**Selected passage**
------------------------------------------------------------------------
This transparent approach to index construction ultimately skews toward dynamic value and dividend yield factor tilts compared with traditional market cap-weighted index approaches. As fundamentals shift, the index methodology calls for a reduction in the weight of stocks whose prices have risen above their firms' fundamental footprints, while adding exposure to firms whose stock prices don’t fully capture their size.

"Is there a tie between the potential for falling equity market concentration and the opportunity in Fundamental Index strategies?"

The concentration inflection—A catalyst for potential Fundamental Index outperformance

Is there a tie between the potential for falling equity market concentration and the opportunity in Fundamental Index strategies? In Exhibit 3, we track two time series. The first is the year-over-year change in S&P 500 concentration, measured the same way as in Exhibit 1—using the top five stocks’ combined weight as a percentage of the index's total market capitalization. The next is the difference between the trailing one-year performances of the Russell RAFI US Large Company Index, which is a fundamentally weighted index strategy of large-capitalization US companies, and the S&P 500. Note the inverse relationship between the two series: when market concentration has decelerated, or outright declined year-over-year, the Fundamental Index strategy’s return has improved or outright outperformed relative to the S&P 500 on a 12-month basis, and vice versa. 

Exhibit 3: As top-five concentration has fallen, Fundamental Index strategies have outperformed

Exhibit 3: As top-five concentration has fallen, Fundamental Index strategies have outperformed

Sources: Charles Schwab; Bloomberg. Data as of 02/28/2026. The blue line represents the percentage shift in the S&P 500 of top five constituents. The yellow line represents the 12-month trailing total return of the Russell RAFI US Large Company Index minus the S&P 500 index. Indexes are unmanaged, do not incur management fees, costs and expenses and cannot be invested in directly. For more information on the indexes and terms shown, please see: www.schwabassetmanagement.com/resources/glossary. Past performance is no guarantee of future results.
------------------------------------------------------------------------
**Information given**
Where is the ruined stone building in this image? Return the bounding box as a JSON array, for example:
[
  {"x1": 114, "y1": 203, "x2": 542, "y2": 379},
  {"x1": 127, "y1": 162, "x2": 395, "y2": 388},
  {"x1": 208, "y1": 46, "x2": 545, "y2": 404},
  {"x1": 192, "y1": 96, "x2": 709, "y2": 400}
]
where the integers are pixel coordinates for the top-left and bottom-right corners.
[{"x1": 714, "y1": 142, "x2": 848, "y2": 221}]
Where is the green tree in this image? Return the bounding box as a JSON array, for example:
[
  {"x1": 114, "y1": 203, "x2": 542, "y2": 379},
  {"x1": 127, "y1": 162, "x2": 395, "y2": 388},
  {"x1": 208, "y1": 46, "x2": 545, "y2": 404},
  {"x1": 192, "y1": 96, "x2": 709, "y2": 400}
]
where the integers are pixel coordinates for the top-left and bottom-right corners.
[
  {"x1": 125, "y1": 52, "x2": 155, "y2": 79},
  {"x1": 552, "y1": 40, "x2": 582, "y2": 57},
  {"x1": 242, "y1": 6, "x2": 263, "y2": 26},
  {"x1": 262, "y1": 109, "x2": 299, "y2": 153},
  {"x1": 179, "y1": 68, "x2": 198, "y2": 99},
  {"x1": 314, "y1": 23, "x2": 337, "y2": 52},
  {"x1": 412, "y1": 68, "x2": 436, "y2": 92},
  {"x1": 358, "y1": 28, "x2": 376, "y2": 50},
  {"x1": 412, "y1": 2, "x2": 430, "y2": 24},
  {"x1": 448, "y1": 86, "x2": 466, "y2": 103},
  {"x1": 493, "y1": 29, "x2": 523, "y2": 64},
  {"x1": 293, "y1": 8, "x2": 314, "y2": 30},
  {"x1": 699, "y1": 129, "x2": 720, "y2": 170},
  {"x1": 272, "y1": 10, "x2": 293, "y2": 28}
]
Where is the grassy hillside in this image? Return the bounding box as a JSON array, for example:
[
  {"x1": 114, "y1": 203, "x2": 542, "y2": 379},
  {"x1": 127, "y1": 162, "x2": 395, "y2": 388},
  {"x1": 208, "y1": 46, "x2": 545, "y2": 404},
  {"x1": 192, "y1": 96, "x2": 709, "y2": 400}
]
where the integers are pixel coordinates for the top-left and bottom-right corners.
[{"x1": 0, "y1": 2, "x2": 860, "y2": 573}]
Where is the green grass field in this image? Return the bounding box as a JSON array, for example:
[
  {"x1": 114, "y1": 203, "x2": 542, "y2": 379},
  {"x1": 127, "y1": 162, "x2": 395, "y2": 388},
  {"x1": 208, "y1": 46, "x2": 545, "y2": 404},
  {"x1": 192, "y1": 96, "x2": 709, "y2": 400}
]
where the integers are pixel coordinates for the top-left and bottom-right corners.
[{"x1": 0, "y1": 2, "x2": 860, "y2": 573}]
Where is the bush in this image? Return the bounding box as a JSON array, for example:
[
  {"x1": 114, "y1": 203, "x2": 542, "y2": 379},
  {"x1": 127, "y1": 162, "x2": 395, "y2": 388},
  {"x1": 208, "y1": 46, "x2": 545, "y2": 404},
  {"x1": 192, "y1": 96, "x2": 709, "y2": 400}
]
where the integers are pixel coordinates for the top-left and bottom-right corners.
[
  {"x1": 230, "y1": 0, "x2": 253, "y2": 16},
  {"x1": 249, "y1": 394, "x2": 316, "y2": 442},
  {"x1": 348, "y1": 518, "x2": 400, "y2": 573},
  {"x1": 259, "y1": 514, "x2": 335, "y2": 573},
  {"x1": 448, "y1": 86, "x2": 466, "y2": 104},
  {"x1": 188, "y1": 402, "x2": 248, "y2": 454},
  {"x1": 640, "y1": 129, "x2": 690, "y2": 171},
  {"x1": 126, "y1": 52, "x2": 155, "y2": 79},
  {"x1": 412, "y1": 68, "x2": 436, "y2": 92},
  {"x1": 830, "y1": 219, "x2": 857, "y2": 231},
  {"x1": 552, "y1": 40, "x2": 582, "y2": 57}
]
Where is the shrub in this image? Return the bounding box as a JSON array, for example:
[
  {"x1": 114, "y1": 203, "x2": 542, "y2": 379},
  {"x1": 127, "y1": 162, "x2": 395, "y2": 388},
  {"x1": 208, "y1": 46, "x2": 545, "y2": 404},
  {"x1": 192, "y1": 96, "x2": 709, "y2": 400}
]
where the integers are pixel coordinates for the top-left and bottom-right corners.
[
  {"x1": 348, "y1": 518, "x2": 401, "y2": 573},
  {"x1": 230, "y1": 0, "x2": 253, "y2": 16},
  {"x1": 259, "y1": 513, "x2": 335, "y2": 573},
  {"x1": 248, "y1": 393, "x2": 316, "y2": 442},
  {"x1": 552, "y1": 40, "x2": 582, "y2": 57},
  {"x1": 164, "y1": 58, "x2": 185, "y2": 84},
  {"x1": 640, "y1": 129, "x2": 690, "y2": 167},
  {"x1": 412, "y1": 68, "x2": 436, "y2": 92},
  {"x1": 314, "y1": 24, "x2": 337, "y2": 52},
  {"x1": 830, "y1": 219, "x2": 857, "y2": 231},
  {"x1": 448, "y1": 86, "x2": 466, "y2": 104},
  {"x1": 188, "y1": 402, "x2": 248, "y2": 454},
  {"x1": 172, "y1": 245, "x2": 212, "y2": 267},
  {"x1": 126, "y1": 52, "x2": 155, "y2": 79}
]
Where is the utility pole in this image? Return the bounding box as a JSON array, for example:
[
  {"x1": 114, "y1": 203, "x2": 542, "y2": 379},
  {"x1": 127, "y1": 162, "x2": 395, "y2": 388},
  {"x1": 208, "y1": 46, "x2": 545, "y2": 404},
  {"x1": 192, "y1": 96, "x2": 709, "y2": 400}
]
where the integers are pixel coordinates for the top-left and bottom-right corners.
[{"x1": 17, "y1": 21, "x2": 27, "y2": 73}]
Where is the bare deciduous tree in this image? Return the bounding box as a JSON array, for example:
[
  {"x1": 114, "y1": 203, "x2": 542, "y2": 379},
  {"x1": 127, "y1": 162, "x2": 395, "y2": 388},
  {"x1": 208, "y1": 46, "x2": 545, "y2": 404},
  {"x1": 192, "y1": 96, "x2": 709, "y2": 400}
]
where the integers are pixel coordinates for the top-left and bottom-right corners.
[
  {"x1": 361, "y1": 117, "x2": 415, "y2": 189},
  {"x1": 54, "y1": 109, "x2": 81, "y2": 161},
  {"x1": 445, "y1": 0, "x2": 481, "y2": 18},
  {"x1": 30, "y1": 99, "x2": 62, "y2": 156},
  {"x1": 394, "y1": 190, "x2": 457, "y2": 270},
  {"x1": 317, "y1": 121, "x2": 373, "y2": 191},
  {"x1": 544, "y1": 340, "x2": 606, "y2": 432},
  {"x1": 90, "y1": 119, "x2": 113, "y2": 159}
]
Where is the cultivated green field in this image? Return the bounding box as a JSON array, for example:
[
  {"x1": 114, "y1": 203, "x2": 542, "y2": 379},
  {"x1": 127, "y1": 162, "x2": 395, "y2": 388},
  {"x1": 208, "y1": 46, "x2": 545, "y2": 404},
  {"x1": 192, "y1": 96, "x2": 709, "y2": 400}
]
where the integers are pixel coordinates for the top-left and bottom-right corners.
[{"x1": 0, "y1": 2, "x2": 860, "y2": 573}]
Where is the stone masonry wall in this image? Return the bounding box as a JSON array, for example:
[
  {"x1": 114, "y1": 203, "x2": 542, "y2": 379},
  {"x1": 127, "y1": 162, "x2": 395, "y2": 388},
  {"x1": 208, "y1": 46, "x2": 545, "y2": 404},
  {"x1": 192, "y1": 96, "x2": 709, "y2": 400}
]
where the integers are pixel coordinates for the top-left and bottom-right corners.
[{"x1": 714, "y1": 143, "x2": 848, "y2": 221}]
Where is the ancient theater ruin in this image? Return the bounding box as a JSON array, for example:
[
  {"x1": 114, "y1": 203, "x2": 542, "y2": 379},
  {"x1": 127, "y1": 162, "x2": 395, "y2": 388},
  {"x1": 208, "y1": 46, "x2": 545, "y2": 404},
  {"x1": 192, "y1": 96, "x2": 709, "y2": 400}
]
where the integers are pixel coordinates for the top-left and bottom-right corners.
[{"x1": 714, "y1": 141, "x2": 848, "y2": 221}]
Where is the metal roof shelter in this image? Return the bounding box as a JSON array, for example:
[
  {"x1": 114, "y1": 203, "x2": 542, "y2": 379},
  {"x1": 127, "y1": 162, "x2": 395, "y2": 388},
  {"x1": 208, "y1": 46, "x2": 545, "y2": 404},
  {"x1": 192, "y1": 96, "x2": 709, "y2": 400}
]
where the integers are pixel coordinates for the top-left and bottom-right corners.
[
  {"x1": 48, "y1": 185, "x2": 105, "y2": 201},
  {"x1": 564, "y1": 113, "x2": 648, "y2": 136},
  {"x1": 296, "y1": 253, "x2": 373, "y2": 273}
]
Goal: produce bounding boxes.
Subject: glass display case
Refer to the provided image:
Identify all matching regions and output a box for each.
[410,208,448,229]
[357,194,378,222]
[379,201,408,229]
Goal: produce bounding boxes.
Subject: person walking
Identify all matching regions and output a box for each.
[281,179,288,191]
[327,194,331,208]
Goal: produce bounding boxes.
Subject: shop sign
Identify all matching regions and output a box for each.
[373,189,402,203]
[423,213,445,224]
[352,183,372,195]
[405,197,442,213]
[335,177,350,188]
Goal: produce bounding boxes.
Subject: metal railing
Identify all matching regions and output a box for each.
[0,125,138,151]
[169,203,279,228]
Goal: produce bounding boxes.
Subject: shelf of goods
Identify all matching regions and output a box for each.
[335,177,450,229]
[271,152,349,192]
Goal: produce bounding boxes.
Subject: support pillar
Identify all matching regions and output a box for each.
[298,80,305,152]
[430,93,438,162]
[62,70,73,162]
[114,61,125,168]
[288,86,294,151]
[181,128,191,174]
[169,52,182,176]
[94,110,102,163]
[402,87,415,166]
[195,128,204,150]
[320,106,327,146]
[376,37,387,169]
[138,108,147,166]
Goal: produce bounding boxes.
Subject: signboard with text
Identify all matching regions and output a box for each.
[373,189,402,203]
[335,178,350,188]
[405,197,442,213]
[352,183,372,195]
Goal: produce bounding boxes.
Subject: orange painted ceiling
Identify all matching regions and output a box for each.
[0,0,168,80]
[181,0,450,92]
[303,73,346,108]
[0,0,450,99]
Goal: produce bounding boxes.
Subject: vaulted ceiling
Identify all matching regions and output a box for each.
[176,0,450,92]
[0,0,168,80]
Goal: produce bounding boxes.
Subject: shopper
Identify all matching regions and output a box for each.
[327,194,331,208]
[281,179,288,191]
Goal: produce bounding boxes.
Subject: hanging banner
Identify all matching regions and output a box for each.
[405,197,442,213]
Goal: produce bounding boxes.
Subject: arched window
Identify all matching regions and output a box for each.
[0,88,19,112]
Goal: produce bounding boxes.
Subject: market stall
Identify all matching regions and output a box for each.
------------------------------------------------------------------------
**Work to complete**
• A. According to the passage on Fundamental Index strategies, how is S&P 500 concentration measured?
• B. Decide whether each statement agrees with the passage on Fundamental Index strategies. Answer yes or no, and quote the words of the passage that decide it.
(i) The yellow line shows the Russell RAFI US Large Company Index's 12-month trailing total return minus that of the S&P 500.
(ii) The data run through 12/31/2025.
(iii) The index approach skews toward growth factor tilts compared with market cap-weighted approaches.
• C. Please pick up the passage on Fundamental Index strategies after its last sentence and continue it.
The material has no connection to the passage on Fundamental Index strategies.

**Answers below**
• A. It is measured as the top five stocks' combined weight as a percentage of the index's total market capitalization.

• B.
(i) Yes: "The yellow line represents the 12-month trailing total return of the Russell RAFI US Large Company Index minus the S&P 500 index."
(ii) No: "Data as of 02/28/2026."
(iii) No: "skews toward dynamic value and dividend yield factor tilts compared with traditional market cap-weighted index approaches."

• C.
For example, the December 2022 datapoint represents the biggest trailing-year decline in S&P 500's top-five concentration over the sampled timeframe, or about 4.6 percentage points. Over the same one-year period, the Russell RAFI US Large Company Index outperformed the S&P 500 by 11.5%. While the top-five S&P 500 constituents could potentially move even higher than current levels, we believe that today's composition compellingly argues for complementing existing market capitalization-weighted allocations with a Fundamental Index strategy. Doing so might provide diversification and downside mitigation should the fall in concentration levels we have already seen since mid-2025 continue through the remainder of 2026, as forecasted. 

"Today's historically high levels of concentration risk within the S&P 500 deserve thoughtful consideration by investors and asset allocators alike."

Strategic next steps—Restoring portfolio equilibrium

Today's historically high levels of concentration risk within the S&P 500 deserve thoughtful consideration by investors and asset allocators alike. As a strategic next step, consider initiating a proactive diagnostic review of your equity allocations to expose any latent imbalances and the potential for "risk creep" that may have been masked by growth-driven performance over the last several years. Then, rather than adopting a binary approach or pursuing a wholesale departure from traditional market cap-weighted index strategies, consider adopting a sophisticated "better-together" framework.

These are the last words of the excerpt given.